## What the task asks
Exact copies of all the lines below are required.

## Information
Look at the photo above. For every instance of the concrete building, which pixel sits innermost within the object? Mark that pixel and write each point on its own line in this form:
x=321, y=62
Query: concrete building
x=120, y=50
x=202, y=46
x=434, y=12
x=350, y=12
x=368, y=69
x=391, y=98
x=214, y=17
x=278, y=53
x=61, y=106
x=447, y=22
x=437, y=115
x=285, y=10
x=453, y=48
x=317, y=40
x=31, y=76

## Answer for the task
Look at the photo above. For every instance of the concrete building, which pixel sits innermost within the object? Mark that pixel and write each point on its own line in this form:
x=321, y=62
Query: concrete building
x=120, y=50
x=202, y=46
x=434, y=12
x=350, y=12
x=368, y=69
x=391, y=98
x=214, y=17
x=278, y=53
x=61, y=106
x=447, y=22
x=437, y=115
x=285, y=10
x=453, y=48
x=317, y=40
x=31, y=76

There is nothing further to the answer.